** BEGIN Input for this task **
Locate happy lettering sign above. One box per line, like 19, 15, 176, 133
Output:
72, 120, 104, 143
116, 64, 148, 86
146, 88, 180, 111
** END Input for this task **
** BEGIN Input for this task **
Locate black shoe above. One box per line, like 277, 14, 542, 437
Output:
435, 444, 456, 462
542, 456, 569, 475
** END Input for this task **
Problem requirements: Give the lines between the one containing "Locate black shoe" and the one containing "542, 456, 569, 475", both included, as a JSON list of strings with one string per line and blank lines omitted.

Solution to this problem:
[
  "Locate black shoe above. One box per line, like 277, 14, 542, 437",
  "Output:",
  "435, 444, 456, 462",
  "542, 456, 569, 475"
]